══ Text provided

CF Gene Defect Corrected Using Molecular ‘Scissor’ Approach to Stem Cell Therapy in Early Study
A new study suggests a method for correcting and improving stem cells derived from people with cystic fibrosis (CF), one that could lead to new ways of treating CF using a patient’s own cells. The report, titled “Robust method for TALEN-edited correction of pF508del in patient-specific induced pluripotent stem cells,“ appeared Feb. 9, 2016, in the journal Stem Cell Research and Therapy.
CF is one of the most commonly occurring chronic diseases of the lungs in children and young adults. Breathing is often difficult for CF patients, due to a sticky mucus that builds up in the lungs and all too often leads to serious bacterial lung infections.
Mutations in the CFTR gene are the major cause of this mucus buildup. Scientists have identified over 2,000 mutations in the CFTR gene that are associated with the disease, which normally presents in patients at birth. CFTR, which stands for cystic fibrosis transmembrane conductance regulator, helps shuttle chloride ions in and out of cells, balancing salt and water in the cells that line the lungs.

════
══ Entries shown

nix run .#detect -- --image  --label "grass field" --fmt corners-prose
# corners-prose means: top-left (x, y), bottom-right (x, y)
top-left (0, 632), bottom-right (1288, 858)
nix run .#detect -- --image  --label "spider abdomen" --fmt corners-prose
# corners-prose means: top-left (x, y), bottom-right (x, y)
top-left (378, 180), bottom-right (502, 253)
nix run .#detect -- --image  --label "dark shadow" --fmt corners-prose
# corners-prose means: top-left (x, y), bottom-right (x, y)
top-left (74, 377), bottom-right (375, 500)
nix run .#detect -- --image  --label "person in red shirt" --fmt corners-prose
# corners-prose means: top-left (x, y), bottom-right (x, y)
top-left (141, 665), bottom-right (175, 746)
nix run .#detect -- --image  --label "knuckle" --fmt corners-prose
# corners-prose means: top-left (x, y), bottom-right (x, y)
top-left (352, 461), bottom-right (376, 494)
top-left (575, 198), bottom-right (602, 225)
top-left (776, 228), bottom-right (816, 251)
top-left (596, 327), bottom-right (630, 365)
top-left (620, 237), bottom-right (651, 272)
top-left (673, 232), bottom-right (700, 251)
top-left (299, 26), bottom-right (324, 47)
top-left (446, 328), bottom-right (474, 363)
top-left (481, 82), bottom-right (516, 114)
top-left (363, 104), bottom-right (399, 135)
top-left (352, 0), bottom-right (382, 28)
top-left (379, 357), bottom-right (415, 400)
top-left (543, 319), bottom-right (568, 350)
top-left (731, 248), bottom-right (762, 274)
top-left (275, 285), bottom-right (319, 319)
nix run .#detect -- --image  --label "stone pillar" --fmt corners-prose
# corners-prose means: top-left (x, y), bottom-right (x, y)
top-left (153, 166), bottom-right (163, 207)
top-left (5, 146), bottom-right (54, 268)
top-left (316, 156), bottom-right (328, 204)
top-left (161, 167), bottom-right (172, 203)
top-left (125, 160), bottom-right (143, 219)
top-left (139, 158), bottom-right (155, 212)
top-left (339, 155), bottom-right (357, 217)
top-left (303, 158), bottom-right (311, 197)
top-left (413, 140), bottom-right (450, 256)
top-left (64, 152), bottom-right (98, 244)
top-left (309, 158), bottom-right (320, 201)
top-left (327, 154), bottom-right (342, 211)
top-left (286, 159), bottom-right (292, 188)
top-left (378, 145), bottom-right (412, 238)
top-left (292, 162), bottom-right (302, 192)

════

#### What you need to do:
- 1) Answer these questions about the article on correcting the CF gene defect:
(a) In which journal did the report appear, and on what date?
(b) How many mutations in the CFTR gene have scientists identified as associated with the disease?
(c) What does the abbreviation CFTR stand for?
- 2) Continue the article on correcting the CF gene defect from where it stops.
The data have no role in this work.

#### List of answers:
- 1)
(a) Stem Cell Research and Therapy, on Feb. 9, 2016.
(b) Over 2,000.
(c) Cystic fibrosis transmembrane conductance regulator.

- 2)
The researchers, led by Maria Vicenta Camarasa of Caubet-Cimera Foundation, Hospital Joan March, in Spain, wanted to devise a method to genetically correct patient-derived stem cells. The investigators decided to correct the CFTR pF508del mutation in stem cells taken from CF patients, as this is the most frequent gene mutation that leads to CF, occurring in about two-thirds of all patients.
To change the gene, scientists used tiny molecular “scissors” known as TALENs, which stands for transcription activator-like effector nuclease. TALENs can cut and repair a faulty gene in a cell, and are able to target and cut specific genes, then repair them in a step-wise process. The researchers tested the new technology in fibroblasts (skin cells) taken from two different CF patients.
“Overall, the method described allows correction of patient-specific induced pluripotent cells in less than 3 months, and corrected cells have been directly cultured in a format which allows rapid scaling up for downstream applications,” they wrote in the report.
Based on standard laboratory measurements, including PCR DNA sequencing, the investigators were able to determine that the gene mutation was successfully corrected. They further noted that the method, based on the amount of time needed to complete the gene correction, could be practical for eventual clinical use.
Further work in studies of stem-cell transplantation in CF models and, eventually, humans is needed, however, to determine whether the technique could be successfully used to treat, or possibly cure, CF.